TASK PROMPT.
Could you return each line below without altering a word?

DATA LISTING.
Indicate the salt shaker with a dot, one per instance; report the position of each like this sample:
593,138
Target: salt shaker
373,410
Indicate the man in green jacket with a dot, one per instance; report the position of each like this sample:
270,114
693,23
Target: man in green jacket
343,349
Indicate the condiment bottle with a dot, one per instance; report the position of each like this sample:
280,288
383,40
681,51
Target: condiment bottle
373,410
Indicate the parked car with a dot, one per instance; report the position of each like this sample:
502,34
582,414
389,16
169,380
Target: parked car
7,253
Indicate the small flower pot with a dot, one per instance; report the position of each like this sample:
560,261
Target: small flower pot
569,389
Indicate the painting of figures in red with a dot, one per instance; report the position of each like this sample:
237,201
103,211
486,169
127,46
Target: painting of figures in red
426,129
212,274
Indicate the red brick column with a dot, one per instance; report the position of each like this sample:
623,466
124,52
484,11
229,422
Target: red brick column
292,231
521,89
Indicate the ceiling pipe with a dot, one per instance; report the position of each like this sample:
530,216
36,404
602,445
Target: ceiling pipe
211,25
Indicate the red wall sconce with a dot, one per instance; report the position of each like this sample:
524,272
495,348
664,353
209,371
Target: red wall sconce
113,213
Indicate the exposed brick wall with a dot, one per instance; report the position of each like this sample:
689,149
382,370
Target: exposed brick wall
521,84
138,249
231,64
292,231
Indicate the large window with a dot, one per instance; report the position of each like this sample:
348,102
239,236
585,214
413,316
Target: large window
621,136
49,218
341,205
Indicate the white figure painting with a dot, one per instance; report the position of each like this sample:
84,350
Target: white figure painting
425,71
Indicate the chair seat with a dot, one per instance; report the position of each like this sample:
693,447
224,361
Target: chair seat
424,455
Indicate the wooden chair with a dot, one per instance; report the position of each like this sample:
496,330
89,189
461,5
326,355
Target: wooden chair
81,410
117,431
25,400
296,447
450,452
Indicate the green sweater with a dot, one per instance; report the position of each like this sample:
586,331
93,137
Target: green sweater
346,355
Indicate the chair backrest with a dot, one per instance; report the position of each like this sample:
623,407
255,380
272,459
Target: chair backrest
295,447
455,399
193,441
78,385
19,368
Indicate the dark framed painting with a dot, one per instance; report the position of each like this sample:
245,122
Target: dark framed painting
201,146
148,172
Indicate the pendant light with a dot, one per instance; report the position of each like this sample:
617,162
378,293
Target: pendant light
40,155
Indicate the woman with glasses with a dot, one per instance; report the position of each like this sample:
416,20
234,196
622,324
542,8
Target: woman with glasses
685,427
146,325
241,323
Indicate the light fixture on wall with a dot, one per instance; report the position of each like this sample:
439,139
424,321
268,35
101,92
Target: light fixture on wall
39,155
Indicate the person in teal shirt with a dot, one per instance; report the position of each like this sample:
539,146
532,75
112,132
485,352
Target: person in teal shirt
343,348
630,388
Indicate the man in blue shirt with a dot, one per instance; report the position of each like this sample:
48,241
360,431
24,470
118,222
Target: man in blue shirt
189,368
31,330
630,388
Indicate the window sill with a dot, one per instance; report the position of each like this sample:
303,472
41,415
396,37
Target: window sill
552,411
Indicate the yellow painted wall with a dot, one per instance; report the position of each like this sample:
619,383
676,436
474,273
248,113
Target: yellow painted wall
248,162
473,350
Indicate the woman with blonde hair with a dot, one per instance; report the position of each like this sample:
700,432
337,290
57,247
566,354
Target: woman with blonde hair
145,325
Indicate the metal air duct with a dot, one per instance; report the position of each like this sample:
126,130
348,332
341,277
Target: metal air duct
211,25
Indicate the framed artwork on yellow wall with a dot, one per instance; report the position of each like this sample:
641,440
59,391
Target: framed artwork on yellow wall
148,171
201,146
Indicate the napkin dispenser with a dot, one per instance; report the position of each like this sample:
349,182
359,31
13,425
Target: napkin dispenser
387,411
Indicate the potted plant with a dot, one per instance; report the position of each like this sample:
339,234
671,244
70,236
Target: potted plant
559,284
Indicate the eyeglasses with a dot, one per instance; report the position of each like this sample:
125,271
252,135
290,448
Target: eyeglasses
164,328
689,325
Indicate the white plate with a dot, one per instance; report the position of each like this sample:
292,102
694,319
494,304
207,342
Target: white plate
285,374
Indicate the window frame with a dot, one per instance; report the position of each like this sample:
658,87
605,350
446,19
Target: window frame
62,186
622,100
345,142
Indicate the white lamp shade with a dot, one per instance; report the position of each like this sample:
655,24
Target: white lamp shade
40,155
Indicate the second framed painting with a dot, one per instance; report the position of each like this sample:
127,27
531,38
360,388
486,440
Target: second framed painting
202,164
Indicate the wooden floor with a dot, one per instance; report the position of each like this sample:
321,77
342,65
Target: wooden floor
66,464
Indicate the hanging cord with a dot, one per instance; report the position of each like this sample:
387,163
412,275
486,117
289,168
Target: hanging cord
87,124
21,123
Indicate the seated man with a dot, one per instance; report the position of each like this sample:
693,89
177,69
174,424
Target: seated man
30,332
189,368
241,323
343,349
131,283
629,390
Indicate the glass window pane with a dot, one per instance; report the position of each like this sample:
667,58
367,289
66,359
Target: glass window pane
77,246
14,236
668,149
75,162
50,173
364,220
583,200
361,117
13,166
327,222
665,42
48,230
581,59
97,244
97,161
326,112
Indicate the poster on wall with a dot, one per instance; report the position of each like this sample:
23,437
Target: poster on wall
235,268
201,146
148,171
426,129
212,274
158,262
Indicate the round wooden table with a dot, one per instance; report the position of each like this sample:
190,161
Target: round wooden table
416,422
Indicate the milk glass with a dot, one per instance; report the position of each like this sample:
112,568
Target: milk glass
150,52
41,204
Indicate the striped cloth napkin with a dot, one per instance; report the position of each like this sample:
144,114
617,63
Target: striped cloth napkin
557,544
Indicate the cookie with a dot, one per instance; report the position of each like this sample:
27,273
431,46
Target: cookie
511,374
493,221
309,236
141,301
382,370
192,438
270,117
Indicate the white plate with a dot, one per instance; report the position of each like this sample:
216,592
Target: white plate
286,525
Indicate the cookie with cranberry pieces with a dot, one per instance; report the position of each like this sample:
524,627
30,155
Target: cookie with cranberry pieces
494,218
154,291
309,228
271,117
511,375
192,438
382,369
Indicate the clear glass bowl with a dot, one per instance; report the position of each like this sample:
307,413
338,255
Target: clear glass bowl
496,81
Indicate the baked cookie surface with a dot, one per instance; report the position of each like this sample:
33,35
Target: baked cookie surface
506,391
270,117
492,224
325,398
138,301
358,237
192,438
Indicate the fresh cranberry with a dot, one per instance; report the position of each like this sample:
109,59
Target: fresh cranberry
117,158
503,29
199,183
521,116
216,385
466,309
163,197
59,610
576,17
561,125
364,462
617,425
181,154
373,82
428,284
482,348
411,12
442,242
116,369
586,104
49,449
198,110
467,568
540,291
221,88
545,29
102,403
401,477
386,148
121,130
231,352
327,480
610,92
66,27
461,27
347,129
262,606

WORKED SOLUTION.
Indicate the salt shaker with a dot, one per instance; report the position of each like this sample:
593,138
Target: salt shaker
373,410
Indicate the man in green jacket with a dot, one per instance; report the position of each like this sample:
270,114
693,23
Target: man in green jacket
343,349
Indicate the condiment bottle with a dot, one per instance; report the position of each like this sample:
280,288
383,40
681,51
Target: condiment bottle
373,410
Indicate the parked car with a dot, one per instance; report the position of each like this sample:
502,34
582,414
389,16
169,380
Target: parked car
7,253
Indicate the small flower pot with a dot, one per instance; report the position of each like this sample:
560,261
Target: small flower pot
569,389
Indicate the painting of figures in red with a dot, one per instance; report the position of each like this sample:
237,201
103,211
486,169
127,46
Target: painting of figures in red
426,129
212,274
Indicate the red brick column with a dot, one per instance; report the position of each like this sample:
623,466
124,52
484,11
229,422
Target: red brick column
292,231
521,89
Indicate the ceiling pipe with a dot, one per instance; report the position of each like this sample:
530,216
36,404
602,445
Target: ceiling pipe
211,25
Indicate the red wall sconce with a dot, one per instance; report the position of each like this sample:
524,272
495,348
664,353
209,371
Target: red wall sconce
113,213
Indicate the exposed brick wall with a dot, one per instance; report the position of each like this sample:
689,149
382,370
Target: exposed brick wall
521,84
138,249
231,64
292,231
Indicate the large window with a dot, one per instance; report the position of each like this sample:
348,102
239,236
585,214
413,316
Target: large window
621,136
49,218
341,205
Indicate the white figure painting with a dot, one per instance; report the position of each like this sample:
84,350
Target: white figure painting
425,71
Indicate the chair seat with a dot, one per instance; report the position of each like this sample:
693,447
224,361
Target: chair seat
424,455
Indicate the wooden chair with a dot, one per instance; report the position of each like this sample:
496,330
89,189
461,5
326,355
Target: wooden chair
81,410
117,431
25,400
296,447
450,452
Indicate the green sweater with a dot, one per instance; report the position of each like this sample:
586,331
93,137
Target: green sweater
346,355
Indicate the chair backrest with a dot, one per instance; report the position of each like this sample:
623,407
255,380
272,459
Target: chair backrest
295,447
455,399
193,441
78,385
19,368
Indicate the dark framed painting with a dot, one per instance; report the position of each like this sample:
245,122
Target: dark framed painting
201,146
148,172
Indicate the pendant light with a dot, one per instance; report the position of each like this sample:
617,162
378,293
Target: pendant light
40,155
Indicate the woman with glasses with a dot, one per instance; report the position of each like this sample:
416,20
234,196
622,324
542,8
Target: woman with glasses
685,427
146,325
241,323
Indicate the light fixture on wall with a dot, one per instance; report the position of each like this sample:
439,139
424,321
268,35
101,92
Target: light fixture on wall
39,155
Indicate the person in teal shirt with a dot, one per instance; report the position of each like this sample:
539,146
532,75
112,132
485,352
Target: person in teal shirt
343,348
630,388
Indicate the man in blue shirt with a dot, one per instance; report the position of each like this sample:
48,241
360,431
24,470
118,222
Target: man in blue shirt
189,368
31,330
630,388
Indicate the window sill with a dot, one per instance; report the position of each like this sample:
303,472
41,415
396,37
Target: window sill
552,411
Indicate the yellow painted wall with a dot, one per instance; report the position of each like this sample:
619,383
676,436
474,273
248,113
Target: yellow painted wall
248,162
473,350
Indicate the woman with blonde hair with a dot, one per instance; report the position of each like this sample:
700,432
337,290
57,247
566,354
Target: woman with blonde hair
145,325
Indicate the metal air duct with a dot, one per instance; report the position of each like this sample:
126,130
348,332
341,277
Target: metal air duct
211,25
Indicate the framed artwork on yellow wall with a dot, one per instance; report the position of each like this sample:
641,440
59,391
Target: framed artwork on yellow wall
148,171
201,146
Indicate the napkin dispenser with a dot, one per instance; report the position of each like this sample:
349,182
359,31
13,425
Target: napkin dispenser
387,411
Indicate the potted plant with a dot, one per instance; report the position of each like this sample:
339,234
671,244
70,236
Target: potted plant
559,284
Indicate the eyeglasses with a dot, one per instance; report the position of each like this sample:
125,271
252,135
290,448
Target: eyeglasses
164,328
689,325
Indicate the white plate with a dot, one per instance; report the position of each like this sample:
292,102
694,319
494,304
207,342
Target: white plate
285,374
Indicate the window frame with a dot, one per instance; report the position of each like this sample:
658,87
605,350
446,19
Target: window frame
62,186
622,100
345,142
Indicate the white lamp shade with a dot, one per instance; report the position of each like this sample:
655,24
Target: white lamp shade
40,155
Indicate the second framed painting with a dot, one per instance; report the position of each like this sample:
127,27
531,38
360,388
486,440
Target: second framed painting
202,164
Indicate the wooden floor with a dot, one per instance; report the position of each like this sample:
321,77
342,65
Target: wooden floor
66,464
Indicate the hanging cord with a dot, one per instance; report the position of each like this sample:
387,163
412,275
486,117
289,168
Target: hanging cord
87,124
21,123
Indicate the seated man with a dot, one per instance; report the position of each like this sample:
693,89
177,69
174,424
Target: seated man
30,332
189,368
241,323
343,349
131,283
629,390
Indicate the glass window pane with a dot, one per instance; report the position of each like this sample:
667,58
367,289
66,359
Target: glass window pane
77,246
14,236
668,149
75,162
50,173
364,220
583,200
361,117
13,166
327,222
665,42
48,230
581,59
97,244
97,161
326,112
Indicate the poster on wall with a dot, one per instance; report the position of each like this sample:
23,437
Target: poster on wall
235,268
201,146
148,171
426,129
212,274
158,262
Indicate the round wooden table with a dot, one per instance; report the position of each like this sample:
190,161
Target: round wooden table
416,422
Indicate the milk glass with a dot, one per instance; report the position of each like this sample:
112,568
Target: milk glass
150,52
41,204
Indicate the striped cloth napkin with a dot, one per instance; report the position of each like this sample:
144,114
617,63
Target: striped cloth napkin
557,544
Indicate the cookie with a dot, one per instance; report the position of each like this sample:
27,273
431,46
Target: cookie
511,374
493,221
309,236
141,301
382,370
192,438
270,117
Indicate the white plate with a dot, one per instance; report the position of each like this sample:
216,592
Target: white plate
286,525
Indicate the cookie with cranberry pieces with a dot, one per instance; report the position of each like this sample:
524,627
30,155
Target: cookie with cranberry pieces
494,218
154,291
309,228
271,117
511,375
192,438
382,369
Indicate the clear glass bowl with a dot, one per instance; report the position of each like this sample:
307,413
338,255
Target: clear glass bowl
496,81
Indicate the baked cookie surface with a dot, one per instance; report the position of each like this sample:
33,35
Target: baked cookie surface
506,391
270,117
492,224
325,398
138,301
358,237
192,438
Indicate the fresh cranberry with a dot, one per instance; report the position of each like this sample:
109,59
Target: fresh cranberry
117,158
503,29
199,183
521,116
216,385
466,309
163,197
59,610
576,17
561,125
364,462
617,425
181,154
373,82
428,284
482,348
411,12
442,242
116,369
586,104
49,449
198,110
467,568
540,291
221,88
545,29
102,403
401,477
386,148
121,130
231,352
327,480
610,92
66,27
461,27
347,129
262,606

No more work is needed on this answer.